### Instrução 1
Transcreva fielmente um trecho da seleção sobre Marçal de Souza. Comece nas palavras que contêm "Marçal de Souza" e pare logo depois de "pela própria FUNAI.".
### Instrução 2
Segundo a seleção sobre Marçal de Souza, em que ano ele foi assassinado?

### Seleção
○ ○ ○ ○ ○ ○ ○
Marçal de Souza – Tupã-Y é uma histórica liderança indígena Guarani Ñandeva, assassinado em 1983, segundo consta, por um latifundiário que não aceitava a mobilização dos indígenas na reivindicação de seus direitos. Marçal é tido como um mártir dos direitos indígenas no Brasil, justificado por sua luta pela demarcação de terras na região de Dourados, denúncias de exploração ilegal de madeira, escravização de seu povo e o tráfico de meninas indígenas. Além disso, ele é visto como um dos responsáveis pela articulação de lideranças que resultou no que se chamou depois de movimento indígena brasileiro, e por isto, foi perseguido por latifundiários, madeireiros e pela própria FUNAI.
○ ○ ○ ○ ○ ○ ○
### Trechos de dados
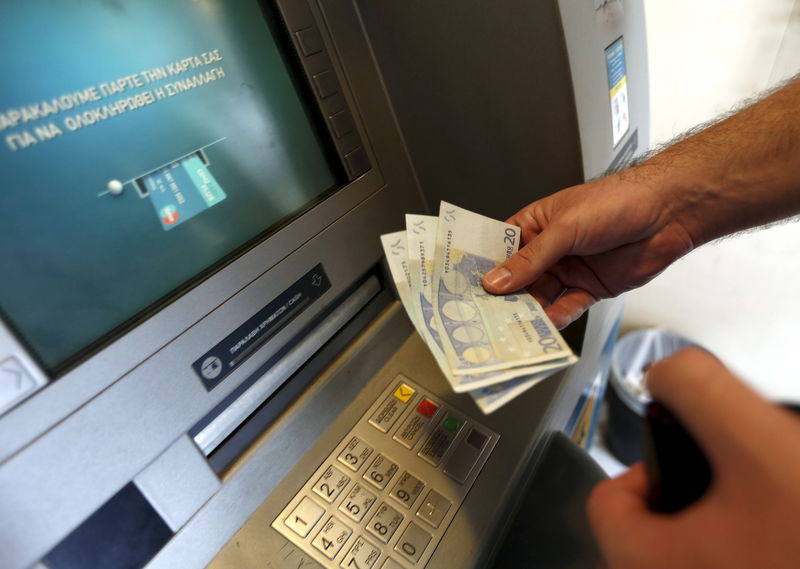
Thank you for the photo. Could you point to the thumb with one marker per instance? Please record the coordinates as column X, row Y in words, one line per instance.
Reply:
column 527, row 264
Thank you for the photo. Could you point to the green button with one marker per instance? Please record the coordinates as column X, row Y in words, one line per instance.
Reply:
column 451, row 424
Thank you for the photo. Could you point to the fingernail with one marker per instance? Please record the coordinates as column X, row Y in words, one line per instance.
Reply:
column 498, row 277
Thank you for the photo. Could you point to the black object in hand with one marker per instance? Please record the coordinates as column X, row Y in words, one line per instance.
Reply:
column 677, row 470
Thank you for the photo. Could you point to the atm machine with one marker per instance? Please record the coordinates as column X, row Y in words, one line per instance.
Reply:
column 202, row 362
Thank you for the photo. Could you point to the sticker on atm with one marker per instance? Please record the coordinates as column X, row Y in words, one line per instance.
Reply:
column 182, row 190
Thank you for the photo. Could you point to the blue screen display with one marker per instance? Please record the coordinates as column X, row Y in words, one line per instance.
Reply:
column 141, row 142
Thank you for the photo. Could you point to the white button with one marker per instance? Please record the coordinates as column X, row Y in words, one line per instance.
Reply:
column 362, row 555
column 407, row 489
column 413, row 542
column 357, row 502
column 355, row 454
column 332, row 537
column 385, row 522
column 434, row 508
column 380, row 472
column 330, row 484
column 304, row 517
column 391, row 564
○ ○ ○ ○ ○ ○ ○
### Resposta 1
Marçal de Souza – Tupã-Y é uma histórica liderança indígena Guarani Ñandeva, assassinado em 1983, segundo consta, por um latifundiário que não aceitava a mobilização dos indígenas na reivindicação de seus direitos. Marçal é tido como um mártir dos direitos indígenas no Brasil, justificado por sua luta pela demarcação de terras na região de Dourados, denúncias de exploração ilegal de madeira, escravização de seu povo e o tráfico de meninas indígenas. Além disso, ele é visto como um dos responsáveis pela articulação de lideranças que resultou no que se chamou depois de movimento indígena brasileiro, e por isto, foi perseguido por latifundiários, madeireiros e pela própria FUNAI.

### Resposta 2
Em 1983.